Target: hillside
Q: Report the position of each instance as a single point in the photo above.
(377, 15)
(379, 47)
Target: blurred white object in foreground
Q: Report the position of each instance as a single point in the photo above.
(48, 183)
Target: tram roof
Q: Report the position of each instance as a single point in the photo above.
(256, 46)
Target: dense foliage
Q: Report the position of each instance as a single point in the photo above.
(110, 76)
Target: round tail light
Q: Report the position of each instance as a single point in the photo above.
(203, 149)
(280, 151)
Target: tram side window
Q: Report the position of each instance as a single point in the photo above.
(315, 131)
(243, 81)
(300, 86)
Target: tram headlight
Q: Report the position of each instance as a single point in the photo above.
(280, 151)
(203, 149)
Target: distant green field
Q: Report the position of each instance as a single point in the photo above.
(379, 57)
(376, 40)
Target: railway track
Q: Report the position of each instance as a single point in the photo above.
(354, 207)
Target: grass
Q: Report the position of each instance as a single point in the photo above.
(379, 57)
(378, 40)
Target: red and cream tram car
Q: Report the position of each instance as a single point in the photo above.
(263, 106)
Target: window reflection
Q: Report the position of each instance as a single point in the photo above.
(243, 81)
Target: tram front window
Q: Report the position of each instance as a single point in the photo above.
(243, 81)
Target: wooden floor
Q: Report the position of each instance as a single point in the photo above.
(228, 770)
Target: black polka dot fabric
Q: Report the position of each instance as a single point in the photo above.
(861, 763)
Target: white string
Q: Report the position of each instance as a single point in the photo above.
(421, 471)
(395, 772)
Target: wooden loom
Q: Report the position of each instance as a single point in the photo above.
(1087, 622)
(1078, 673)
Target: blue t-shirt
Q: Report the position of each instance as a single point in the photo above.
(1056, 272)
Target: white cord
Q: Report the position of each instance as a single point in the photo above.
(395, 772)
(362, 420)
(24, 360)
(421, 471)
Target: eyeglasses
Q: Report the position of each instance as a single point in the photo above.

_ _ _ _ _

With both ends included, please retype exactly the lines from the line containing "Target: distant green field" to the final line of the data.

*Solution to this task*.
Target: distant green field
Q: Report the position of each instance as a single point in the photo above.
(379, 57)
(376, 40)
Target: railway track
Q: Report the position of each instance as a single point in the photo above.
(354, 207)
Target: grass
Q: Report the position of each instance as a single point in the photo above.
(379, 57)
(378, 40)
Target: red and cream tram car
Q: Report the position of each instance as a single point in the photo above.
(263, 106)
Target: window reflection
Q: Report the position of each instance as a single point in the photo above.
(243, 81)
Target: tram front window
Q: Report the position of each instance as a single point in the photo above.
(243, 81)
Target: wooden floor
Q: Report the position of each instance as a single point in the photo above.
(228, 770)
Target: black polka dot fabric
Q: Report the position of each instance as a single point in the photo above.
(861, 763)
Target: white string
Q: Report the position of each instance as a single point in the photo above.
(421, 471)
(395, 772)
Target: wooden loom
Q: Report the position of each instance as a single point in the photo above.
(1087, 622)
(1078, 673)
Target: blue t-shirt
Q: Report the position of each instance as a single point in the photo above.
(1056, 272)
Target: white cord
Q: Report the position of each instance as a single point in the photo above.
(395, 772)
(362, 420)
(24, 360)
(421, 471)
Target: eyeglasses
Q: Report the position of each instance as a single point in the photo above.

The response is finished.